■ Task prompt
I'd like the line containing "of the sagebrush" and each line that follows, through the last line of the material, set down exactly as they are, and no others.
--- --- ---
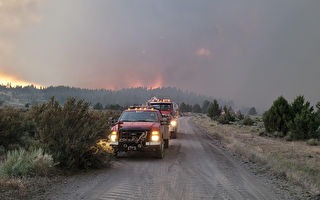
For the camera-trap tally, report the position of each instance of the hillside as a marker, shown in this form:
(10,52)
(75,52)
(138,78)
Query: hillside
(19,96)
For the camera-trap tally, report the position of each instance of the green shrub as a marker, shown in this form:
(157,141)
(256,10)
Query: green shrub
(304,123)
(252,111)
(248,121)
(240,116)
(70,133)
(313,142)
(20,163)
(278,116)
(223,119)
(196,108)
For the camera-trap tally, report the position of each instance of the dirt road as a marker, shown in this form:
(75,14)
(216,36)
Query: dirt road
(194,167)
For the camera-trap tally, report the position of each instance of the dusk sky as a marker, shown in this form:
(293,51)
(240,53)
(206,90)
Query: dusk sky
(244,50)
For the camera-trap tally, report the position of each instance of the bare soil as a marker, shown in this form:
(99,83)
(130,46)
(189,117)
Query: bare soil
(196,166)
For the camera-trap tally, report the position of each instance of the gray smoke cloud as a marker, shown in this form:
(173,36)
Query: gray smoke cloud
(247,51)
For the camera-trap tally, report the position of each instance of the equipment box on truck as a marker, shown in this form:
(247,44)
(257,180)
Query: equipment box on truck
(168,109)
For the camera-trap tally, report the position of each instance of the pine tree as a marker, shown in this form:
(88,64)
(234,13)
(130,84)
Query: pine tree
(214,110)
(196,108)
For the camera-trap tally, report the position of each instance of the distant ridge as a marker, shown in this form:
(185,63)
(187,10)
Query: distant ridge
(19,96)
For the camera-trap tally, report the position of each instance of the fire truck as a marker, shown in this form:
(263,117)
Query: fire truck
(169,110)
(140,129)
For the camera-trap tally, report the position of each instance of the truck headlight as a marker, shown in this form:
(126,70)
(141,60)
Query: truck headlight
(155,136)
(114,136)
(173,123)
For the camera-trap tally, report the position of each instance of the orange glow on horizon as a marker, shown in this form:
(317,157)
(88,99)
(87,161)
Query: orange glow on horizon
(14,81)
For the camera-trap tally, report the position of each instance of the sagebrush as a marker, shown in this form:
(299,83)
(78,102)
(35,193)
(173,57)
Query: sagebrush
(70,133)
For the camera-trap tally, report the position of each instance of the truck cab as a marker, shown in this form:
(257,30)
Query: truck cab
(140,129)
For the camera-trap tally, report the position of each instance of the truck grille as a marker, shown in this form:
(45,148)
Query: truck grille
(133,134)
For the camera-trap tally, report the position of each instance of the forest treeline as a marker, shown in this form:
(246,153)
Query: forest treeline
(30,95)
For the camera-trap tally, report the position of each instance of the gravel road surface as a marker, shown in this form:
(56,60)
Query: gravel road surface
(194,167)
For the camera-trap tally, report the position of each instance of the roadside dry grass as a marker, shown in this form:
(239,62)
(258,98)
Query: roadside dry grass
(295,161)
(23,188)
--- --- ---
■ Result of the task
For the camera-trap tally, report the position of each instance of the sagebrush as a marker, shown in this form:
(299,83)
(78,102)
(35,193)
(173,57)
Query: sagebrush
(70,133)
For the camera-trap tally, report the position of each instance of the truck cab as a marker, shown in this form:
(257,30)
Query: truck cab
(140,129)
For the camera-trap tally, report the position of each instance of the truck grille as a marker, shown in this form:
(45,148)
Query: truck grille
(133,134)
For the camera-trap tally, report the position of each instance of the forest treeline as a marker, shown in this form:
(246,153)
Query: forest treeline
(30,95)
For the camera-trap tally, report the position of each instance of the gravel road surface as a marker, shown in this form:
(56,60)
Query: gravel road surface
(194,167)
For the camera-trap tally, report the position of each instance of the roadside dry grass as a marker, shown in this form:
(239,62)
(258,98)
Query: roadside dry grass
(295,161)
(23,188)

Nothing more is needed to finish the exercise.